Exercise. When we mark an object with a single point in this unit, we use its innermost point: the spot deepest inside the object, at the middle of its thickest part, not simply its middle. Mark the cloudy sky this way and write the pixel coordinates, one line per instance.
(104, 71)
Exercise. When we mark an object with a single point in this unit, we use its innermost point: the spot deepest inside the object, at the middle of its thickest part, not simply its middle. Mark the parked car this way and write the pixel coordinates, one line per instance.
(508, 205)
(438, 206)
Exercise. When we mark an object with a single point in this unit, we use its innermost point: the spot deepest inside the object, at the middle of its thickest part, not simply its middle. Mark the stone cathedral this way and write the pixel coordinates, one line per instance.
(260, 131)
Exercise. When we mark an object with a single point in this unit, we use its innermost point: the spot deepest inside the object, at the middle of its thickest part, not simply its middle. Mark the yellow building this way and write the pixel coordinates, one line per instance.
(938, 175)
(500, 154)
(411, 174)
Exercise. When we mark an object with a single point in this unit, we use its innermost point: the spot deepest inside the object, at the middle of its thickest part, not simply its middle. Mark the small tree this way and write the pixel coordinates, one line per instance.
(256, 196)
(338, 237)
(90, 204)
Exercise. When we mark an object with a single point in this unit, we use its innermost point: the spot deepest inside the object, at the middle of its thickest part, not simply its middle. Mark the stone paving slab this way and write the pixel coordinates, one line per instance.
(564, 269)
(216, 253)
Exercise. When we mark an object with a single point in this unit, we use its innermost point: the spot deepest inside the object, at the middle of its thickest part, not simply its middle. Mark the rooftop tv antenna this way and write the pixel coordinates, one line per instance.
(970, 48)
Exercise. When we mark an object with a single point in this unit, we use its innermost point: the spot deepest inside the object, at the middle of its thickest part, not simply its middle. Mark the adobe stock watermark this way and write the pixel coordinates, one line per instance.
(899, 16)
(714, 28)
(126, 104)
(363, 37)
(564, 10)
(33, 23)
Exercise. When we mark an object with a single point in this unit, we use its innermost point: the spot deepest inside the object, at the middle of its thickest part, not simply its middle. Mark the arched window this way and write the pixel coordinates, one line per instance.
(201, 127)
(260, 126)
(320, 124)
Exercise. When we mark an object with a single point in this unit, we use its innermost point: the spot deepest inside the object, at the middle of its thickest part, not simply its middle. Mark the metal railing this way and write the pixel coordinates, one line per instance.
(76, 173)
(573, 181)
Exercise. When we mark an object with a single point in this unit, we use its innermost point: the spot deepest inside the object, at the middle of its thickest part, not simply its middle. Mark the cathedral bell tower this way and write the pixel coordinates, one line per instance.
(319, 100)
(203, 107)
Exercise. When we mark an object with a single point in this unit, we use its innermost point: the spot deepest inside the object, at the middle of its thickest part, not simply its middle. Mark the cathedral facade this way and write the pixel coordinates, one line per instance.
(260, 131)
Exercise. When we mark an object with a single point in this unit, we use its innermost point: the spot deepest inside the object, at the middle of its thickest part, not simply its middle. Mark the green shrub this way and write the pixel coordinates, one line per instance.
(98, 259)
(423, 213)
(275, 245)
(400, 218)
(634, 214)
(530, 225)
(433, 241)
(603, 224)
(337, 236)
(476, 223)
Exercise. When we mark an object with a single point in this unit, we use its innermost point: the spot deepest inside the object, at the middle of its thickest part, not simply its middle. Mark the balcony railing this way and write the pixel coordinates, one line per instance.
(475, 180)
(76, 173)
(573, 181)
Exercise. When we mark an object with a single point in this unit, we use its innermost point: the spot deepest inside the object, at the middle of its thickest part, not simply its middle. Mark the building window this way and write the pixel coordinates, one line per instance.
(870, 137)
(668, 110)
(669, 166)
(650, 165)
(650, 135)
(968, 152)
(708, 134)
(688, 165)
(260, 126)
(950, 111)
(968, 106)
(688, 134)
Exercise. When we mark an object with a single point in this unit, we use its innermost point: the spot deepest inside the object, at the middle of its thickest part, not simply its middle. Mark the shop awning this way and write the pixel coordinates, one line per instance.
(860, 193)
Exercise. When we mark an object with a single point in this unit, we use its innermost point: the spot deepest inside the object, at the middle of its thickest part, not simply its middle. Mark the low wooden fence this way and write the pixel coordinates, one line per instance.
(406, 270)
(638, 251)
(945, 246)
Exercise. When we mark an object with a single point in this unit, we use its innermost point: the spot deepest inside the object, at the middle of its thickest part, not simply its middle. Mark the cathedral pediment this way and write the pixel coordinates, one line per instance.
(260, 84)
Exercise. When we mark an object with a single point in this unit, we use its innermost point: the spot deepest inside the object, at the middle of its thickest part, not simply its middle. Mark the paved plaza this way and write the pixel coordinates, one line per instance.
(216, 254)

---

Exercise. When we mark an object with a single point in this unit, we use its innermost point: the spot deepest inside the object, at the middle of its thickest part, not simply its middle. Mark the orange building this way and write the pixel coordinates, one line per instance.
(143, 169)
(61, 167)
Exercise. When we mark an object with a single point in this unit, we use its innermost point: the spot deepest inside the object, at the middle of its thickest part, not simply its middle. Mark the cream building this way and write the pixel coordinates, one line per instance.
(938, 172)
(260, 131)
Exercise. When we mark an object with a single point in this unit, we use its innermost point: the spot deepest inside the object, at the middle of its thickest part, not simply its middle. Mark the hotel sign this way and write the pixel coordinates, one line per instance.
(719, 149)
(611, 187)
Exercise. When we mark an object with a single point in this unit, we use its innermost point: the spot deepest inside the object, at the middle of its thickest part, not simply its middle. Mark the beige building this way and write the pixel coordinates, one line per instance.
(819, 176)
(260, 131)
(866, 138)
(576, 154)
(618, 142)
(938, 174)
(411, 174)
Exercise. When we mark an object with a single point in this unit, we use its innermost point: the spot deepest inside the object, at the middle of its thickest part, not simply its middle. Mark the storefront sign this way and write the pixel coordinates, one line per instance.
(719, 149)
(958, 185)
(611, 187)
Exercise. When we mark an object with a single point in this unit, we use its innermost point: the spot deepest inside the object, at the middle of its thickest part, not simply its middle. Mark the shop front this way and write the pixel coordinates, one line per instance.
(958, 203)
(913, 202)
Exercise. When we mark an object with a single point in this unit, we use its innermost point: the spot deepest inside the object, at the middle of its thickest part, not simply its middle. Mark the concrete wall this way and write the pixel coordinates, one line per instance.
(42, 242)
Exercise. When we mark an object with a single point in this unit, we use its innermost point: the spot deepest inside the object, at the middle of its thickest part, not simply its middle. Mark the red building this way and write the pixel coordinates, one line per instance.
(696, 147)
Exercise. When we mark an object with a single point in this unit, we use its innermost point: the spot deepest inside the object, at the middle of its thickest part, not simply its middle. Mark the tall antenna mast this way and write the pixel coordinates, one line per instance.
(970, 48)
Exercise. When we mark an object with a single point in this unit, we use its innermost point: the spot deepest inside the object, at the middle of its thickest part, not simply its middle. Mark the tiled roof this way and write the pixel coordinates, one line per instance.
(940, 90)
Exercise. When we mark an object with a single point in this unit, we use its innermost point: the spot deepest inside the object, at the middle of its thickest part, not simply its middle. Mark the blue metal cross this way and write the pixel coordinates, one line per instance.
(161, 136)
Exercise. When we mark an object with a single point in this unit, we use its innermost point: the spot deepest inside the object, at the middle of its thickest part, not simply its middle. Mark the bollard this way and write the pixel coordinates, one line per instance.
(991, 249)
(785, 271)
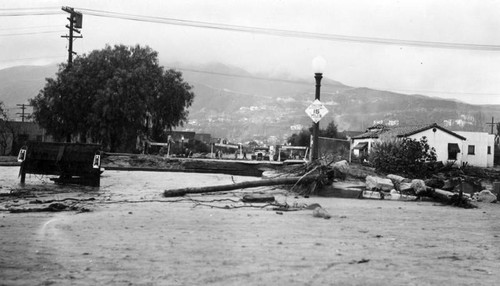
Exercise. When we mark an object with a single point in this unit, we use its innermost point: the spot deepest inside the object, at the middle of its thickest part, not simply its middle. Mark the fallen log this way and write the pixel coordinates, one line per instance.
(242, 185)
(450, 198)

==

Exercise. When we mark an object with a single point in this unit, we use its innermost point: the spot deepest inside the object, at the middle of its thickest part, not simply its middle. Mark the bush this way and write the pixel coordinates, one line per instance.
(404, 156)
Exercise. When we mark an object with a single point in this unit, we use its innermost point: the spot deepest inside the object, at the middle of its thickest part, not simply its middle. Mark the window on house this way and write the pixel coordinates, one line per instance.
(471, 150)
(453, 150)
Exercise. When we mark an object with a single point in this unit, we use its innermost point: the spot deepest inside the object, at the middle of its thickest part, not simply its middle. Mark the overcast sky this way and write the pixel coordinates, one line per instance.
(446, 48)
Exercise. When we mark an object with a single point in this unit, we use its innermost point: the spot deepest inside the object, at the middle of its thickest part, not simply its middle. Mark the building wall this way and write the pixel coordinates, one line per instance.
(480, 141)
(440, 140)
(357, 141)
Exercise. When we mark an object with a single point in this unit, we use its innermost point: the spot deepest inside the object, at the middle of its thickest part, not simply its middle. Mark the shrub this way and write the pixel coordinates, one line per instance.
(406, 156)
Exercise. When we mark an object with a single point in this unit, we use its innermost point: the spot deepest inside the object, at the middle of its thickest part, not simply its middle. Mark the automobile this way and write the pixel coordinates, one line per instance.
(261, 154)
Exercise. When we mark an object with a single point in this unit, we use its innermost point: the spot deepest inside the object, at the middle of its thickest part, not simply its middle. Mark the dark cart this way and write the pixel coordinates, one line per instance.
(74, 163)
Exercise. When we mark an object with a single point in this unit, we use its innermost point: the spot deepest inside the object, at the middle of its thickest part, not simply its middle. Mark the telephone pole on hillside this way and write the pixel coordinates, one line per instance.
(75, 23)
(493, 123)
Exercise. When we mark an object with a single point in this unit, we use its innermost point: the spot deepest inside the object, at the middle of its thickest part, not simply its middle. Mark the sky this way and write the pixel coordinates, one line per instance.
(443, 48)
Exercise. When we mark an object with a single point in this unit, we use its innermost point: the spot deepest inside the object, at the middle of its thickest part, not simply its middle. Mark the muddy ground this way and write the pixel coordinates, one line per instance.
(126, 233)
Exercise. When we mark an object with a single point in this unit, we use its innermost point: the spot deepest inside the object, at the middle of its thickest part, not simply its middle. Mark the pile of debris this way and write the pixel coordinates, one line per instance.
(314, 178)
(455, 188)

*Directive:* Which lines of the material above contain the string "wall", counting only matches with the same case? Pull out each of those lines in full.

*The solution:*
Exercise. When we mark an object with a single point in this unit, we use its innermost point: the spot deepest inside the object, at the middle of its thickest part, not simply its middle. Mark the concrete wall this way and write the pixel coordinates, one line per instance.
Exercise. When we mark an object with a single point in this unit, we use its innermost point: the spot deepest inside the object, at the middle of its thickest part, not simply its middle. Mark the building wall this way and write the pixel coordinates, one line per instance.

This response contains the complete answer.